-------- Reading text --------
I won’t compare it to the Blitz. That would be wildly off target and in poor taste. But I can show you damage, injury and death. Ever since Boris Johnson won his 2019 majority by conquering Labour’s northern “red wall”, Conservatism has been making war on London, weakening its government, cutting its supply lines, subjecting it to hostile propaganda. Already wounded by Brexit and then assailed by the pandemic, the capital and its people have been resilient through it all. They are, though, in need of post-culture war reconstruction, and it shows.
Let’s begin with housing. Contrary to some accounts, the amount of social and other significantly sub-market rented homes in London has not fallen in absolute terms this century, but it has as a proportion of Greater London’s overall stock – down from 29 to 22 per cent. Meanwhile, London’s population has been rising, adding to existing demand. Where do all the extra people needing such homes end up? Often homeless and in the enlarged, insecure, too often sub-standard private rented sector, including many families with children. And there are other kinds of shortage. London needs housing reinforcements. Not nearly enough have been supplied.
Let’s look at transport, another vital form of infrastructure any growing and thriving city needs. The Elizabeth line is with us, half of it paid for with taxes directly raised in London and pretty much all the rest indirectly from London too, given the size of the tax surplus the capital generates when almost everywhere else produces none. Alas, at the same time, London’s transport authority has been coerced and sabotaged by hostile forces upstream. Our bus service has got smaller. HS2’s future is uncertain. We have Tube trains half a century old.
Policing? It is astounding that the political party which, for decades, has congratulated itself for being “tough” on law and order has obliged the Met to sell police stations and the Mayor to hike his share of Council Tax to even partly bridge its funding gap. Meanwhile, warranted officers continue to fill in for support staff because the “back office” has been thinned out, much of their IT equipment is substandard and the rest of the criminal justice system is on its knees. Crime has been rising? Surely not.
London has the highest productivity of any UK region – over 40 per cent higher per job than the UK average. Yet its productivity growth has stalled and it performs quite poorly compared with similar cities in other countries. Why? Because although London’s economy has continued to prop the country up, it isn’t making the most of itself. As well as infrastructure failings it has shortages of labour and of skills. Business groups have worked out what needs to be done, but who in Westminster has been listening?
-------- Supplied records --------
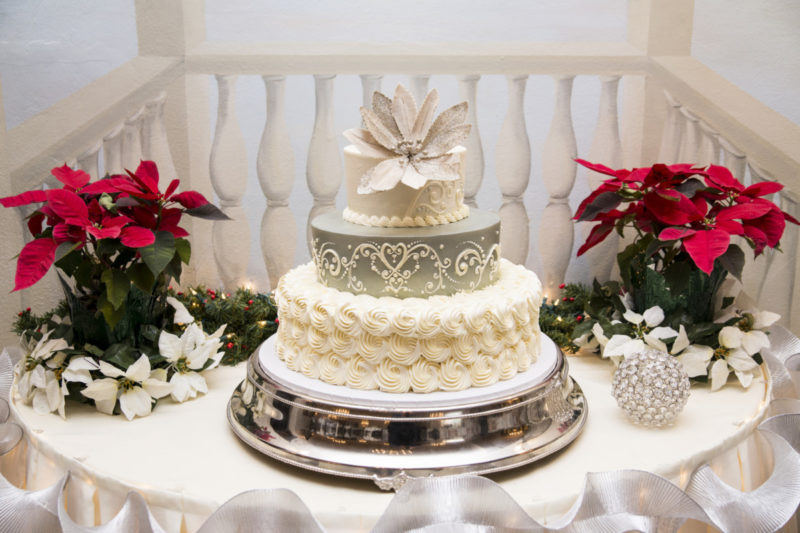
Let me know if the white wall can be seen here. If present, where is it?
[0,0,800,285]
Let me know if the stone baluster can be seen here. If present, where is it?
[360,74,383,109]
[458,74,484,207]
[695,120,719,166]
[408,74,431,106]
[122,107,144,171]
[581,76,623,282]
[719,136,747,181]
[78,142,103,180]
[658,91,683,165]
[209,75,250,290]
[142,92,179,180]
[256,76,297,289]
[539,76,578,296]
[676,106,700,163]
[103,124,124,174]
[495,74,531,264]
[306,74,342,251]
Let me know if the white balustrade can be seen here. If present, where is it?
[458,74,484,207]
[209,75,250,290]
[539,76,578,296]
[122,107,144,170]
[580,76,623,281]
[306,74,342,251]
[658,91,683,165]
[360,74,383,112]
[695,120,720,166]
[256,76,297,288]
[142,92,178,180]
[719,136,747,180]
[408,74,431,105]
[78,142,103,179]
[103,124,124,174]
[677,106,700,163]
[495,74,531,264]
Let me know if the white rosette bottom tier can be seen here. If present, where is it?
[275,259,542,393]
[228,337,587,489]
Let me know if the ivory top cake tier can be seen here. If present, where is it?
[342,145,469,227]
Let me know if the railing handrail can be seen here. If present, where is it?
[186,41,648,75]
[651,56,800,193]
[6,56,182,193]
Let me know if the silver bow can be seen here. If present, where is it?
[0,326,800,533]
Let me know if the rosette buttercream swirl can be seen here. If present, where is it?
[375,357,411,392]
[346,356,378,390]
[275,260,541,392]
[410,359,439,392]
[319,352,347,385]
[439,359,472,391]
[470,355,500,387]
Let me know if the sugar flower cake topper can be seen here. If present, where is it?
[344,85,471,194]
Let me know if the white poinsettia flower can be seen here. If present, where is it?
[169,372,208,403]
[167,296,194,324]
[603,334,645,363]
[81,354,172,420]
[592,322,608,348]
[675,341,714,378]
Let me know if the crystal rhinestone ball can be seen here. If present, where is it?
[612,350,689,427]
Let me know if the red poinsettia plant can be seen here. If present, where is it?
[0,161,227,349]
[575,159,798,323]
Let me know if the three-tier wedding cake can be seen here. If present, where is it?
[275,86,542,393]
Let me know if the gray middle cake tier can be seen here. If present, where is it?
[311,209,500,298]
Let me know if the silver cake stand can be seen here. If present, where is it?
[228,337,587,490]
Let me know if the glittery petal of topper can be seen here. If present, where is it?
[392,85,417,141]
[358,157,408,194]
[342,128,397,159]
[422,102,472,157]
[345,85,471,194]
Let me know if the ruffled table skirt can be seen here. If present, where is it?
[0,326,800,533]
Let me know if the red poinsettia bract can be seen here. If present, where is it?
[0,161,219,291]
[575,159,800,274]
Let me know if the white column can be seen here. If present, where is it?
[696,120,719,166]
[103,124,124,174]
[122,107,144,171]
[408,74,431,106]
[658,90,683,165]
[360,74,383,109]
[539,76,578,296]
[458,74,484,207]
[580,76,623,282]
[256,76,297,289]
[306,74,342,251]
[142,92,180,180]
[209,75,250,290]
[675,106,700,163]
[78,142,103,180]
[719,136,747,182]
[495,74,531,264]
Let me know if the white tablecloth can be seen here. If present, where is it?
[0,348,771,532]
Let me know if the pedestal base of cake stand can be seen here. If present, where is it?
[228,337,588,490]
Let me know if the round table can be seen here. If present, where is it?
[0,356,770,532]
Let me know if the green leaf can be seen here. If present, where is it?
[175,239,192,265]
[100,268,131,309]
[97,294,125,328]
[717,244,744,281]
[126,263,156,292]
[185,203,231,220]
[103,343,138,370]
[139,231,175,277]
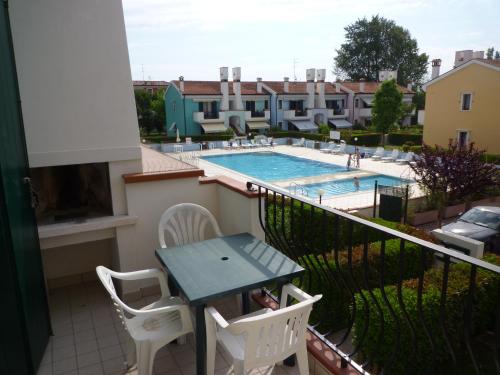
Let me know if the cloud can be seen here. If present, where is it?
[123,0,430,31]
--------
Problem statement
Continue the piece on London's decline under Conservative government, picking up after its final paragraph on productivity.

Response to the task
All across the city find evidence of uphill struggles and warning signs of decline. High streets are besieged by clutter, neglect and petty theft. “People are so sick,” a local GPs told me recently, “I’ve never known it so bad.” The Mayor spoke last week of the legacy of Covid weighing heavily on London children who missed out on education during lockdowns. Borough councils strain every day for new ways to maintain services and make ends meet. Poverty, which some still believe doesn’t exist in “rich London”, grinds on.
The general election campaign is underway. Presumably, it won’t be long before Prime Minister Sunak, having already announced a tax giveaway for pensioners and the return of “national service” for the young, has a dig at London as a place where un-British values thrive. His five-bedroom house in Kensington and Old Brompton Road apartment won’t deter him from depicting Labour’s Keir Starmer as a well-off “north London lawyer” out of touch with the lives of “real people”.
Be glad that it seems unlikely to do him any good and that he’s running out of days at Number 10. But how hopeful should we be about the man and administration on course to replace him? London cannot expect Starmer to be its special friend: his victory, should it come, will primarily be owed to voters elsewhere; the capital has no monopoly on need for government help.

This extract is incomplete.